*Aim of the exercise:* Extract every line starting at the line that contains "TARGET: stainless steel surface" and ending with the final line of the data, inclusive; give only those lines, word for word.

*Photo object pointing records:*
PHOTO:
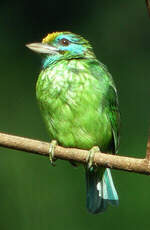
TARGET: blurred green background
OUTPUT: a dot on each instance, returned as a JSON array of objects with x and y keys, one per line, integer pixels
[{"x": 34, "y": 195}]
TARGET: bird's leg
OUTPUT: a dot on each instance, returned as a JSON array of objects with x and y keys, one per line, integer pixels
[
  {"x": 53, "y": 144},
  {"x": 90, "y": 157}
]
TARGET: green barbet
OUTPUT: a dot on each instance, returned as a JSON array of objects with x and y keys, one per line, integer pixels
[{"x": 78, "y": 101}]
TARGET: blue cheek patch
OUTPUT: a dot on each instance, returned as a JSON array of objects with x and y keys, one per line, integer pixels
[{"x": 74, "y": 49}]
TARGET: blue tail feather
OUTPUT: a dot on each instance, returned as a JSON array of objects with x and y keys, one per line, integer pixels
[{"x": 100, "y": 191}]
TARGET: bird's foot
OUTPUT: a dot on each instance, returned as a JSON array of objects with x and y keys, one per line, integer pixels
[
  {"x": 53, "y": 144},
  {"x": 90, "y": 157}
]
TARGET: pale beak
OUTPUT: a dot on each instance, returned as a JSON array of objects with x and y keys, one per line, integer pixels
[{"x": 43, "y": 48}]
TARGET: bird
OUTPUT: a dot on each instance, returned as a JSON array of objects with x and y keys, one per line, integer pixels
[{"x": 78, "y": 101}]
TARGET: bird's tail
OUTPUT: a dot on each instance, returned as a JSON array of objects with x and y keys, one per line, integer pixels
[{"x": 100, "y": 190}]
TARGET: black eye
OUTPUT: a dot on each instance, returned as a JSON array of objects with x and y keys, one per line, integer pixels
[{"x": 64, "y": 42}]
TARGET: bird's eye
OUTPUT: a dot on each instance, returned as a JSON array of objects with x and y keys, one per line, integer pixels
[{"x": 64, "y": 42}]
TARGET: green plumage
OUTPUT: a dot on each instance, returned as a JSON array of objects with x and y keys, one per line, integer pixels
[{"x": 78, "y": 101}]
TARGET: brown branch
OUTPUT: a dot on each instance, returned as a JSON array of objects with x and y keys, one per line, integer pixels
[
  {"x": 148, "y": 149},
  {"x": 148, "y": 6},
  {"x": 101, "y": 159}
]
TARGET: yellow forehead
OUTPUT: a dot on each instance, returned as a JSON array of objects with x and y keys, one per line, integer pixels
[{"x": 50, "y": 37}]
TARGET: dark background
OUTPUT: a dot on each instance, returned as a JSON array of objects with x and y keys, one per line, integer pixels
[{"x": 34, "y": 195}]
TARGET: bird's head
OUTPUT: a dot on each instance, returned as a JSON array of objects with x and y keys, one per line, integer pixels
[{"x": 62, "y": 45}]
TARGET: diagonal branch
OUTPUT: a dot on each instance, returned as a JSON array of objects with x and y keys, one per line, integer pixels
[{"x": 101, "y": 159}]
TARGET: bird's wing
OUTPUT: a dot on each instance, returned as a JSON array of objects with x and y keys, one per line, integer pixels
[{"x": 113, "y": 114}]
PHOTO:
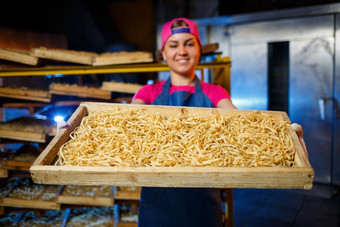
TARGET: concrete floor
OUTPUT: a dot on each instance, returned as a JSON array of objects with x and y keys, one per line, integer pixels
[{"x": 319, "y": 207}]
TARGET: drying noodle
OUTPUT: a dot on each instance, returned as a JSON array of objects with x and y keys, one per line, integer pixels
[{"x": 136, "y": 138}]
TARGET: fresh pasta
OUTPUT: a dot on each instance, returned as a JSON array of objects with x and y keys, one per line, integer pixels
[{"x": 136, "y": 138}]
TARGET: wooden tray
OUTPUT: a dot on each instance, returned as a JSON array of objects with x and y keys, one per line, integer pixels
[{"x": 43, "y": 171}]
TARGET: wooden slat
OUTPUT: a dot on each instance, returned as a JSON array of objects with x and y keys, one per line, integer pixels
[
  {"x": 73, "y": 56},
  {"x": 85, "y": 200},
  {"x": 20, "y": 56},
  {"x": 23, "y": 136},
  {"x": 121, "y": 87},
  {"x": 26, "y": 94},
  {"x": 127, "y": 195},
  {"x": 126, "y": 224},
  {"x": 210, "y": 47},
  {"x": 36, "y": 204},
  {"x": 79, "y": 91},
  {"x": 122, "y": 58}
]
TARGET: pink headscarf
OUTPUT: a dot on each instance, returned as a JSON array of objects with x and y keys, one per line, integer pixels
[{"x": 167, "y": 32}]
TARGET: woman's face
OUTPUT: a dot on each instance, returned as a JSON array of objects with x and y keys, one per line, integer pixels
[{"x": 182, "y": 52}]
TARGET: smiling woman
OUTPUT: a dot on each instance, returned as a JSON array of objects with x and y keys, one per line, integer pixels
[{"x": 181, "y": 49}]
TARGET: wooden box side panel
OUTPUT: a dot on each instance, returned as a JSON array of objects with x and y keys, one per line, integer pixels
[
  {"x": 168, "y": 111},
  {"x": 206, "y": 177}
]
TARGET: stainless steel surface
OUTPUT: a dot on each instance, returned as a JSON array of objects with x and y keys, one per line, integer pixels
[
  {"x": 310, "y": 11},
  {"x": 336, "y": 108},
  {"x": 313, "y": 34},
  {"x": 311, "y": 70},
  {"x": 282, "y": 30},
  {"x": 311, "y": 77},
  {"x": 249, "y": 84}
]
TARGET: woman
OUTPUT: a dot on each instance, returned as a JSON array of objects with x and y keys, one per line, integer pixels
[{"x": 181, "y": 49}]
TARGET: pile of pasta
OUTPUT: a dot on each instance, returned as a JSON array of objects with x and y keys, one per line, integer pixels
[{"x": 137, "y": 138}]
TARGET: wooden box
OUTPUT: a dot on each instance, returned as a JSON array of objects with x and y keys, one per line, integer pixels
[{"x": 43, "y": 170}]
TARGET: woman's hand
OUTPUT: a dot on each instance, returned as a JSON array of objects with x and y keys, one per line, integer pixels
[{"x": 299, "y": 131}]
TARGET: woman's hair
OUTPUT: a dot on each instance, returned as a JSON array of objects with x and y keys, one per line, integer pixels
[{"x": 179, "y": 23}]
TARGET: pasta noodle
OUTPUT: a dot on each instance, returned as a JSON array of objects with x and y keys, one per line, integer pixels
[{"x": 136, "y": 138}]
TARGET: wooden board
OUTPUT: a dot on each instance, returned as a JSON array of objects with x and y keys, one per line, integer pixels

*Solution to the problem:*
TARGET: stainless steel surface
OUTPUT: a dot on each instance, returned as a JSON array of objects with x and y keys, one per line, integer pixels
[
  {"x": 310, "y": 11},
  {"x": 336, "y": 108},
  {"x": 313, "y": 34},
  {"x": 311, "y": 70},
  {"x": 282, "y": 30},
  {"x": 311, "y": 77},
  {"x": 249, "y": 84}
]
TARGET: woman
OUTPUT: a dot on each instance, returned as a JSON array of objects with x and y keys, one per line, integer pixels
[{"x": 181, "y": 49}]
TARGET: pile of pasta
OUTPUT: a dot on each instance, returned as a JSON array of objects with x and y keys, one per line, integer pixels
[{"x": 137, "y": 138}]
TARGET: wooden box
OUTPUT: a dot on each instance, returned as a JSON array of objects with x and y keys, one per line, integer pixels
[{"x": 43, "y": 170}]
TARGET: woman's hand
OUTPUT: a dot on each instance, returned as a JSON array of objects with x and y keys, one per line, integer pixels
[{"x": 299, "y": 131}]
TARGET: woman's hair
OUTPUT: a dot on each instance, returned as a JSON array of objects with x and y keys, one per line, integer pixels
[{"x": 179, "y": 23}]
TARGET: pasta noodle
OUTPUT: a dot on each instance, returned as a JSON array of objects with x and y keys, one per line, integer pixels
[{"x": 136, "y": 138}]
TARGET: wooden board
OUTPUT: a dot on each instance, returned as a JSON array of objects with x and y keys, one per line, integer pixels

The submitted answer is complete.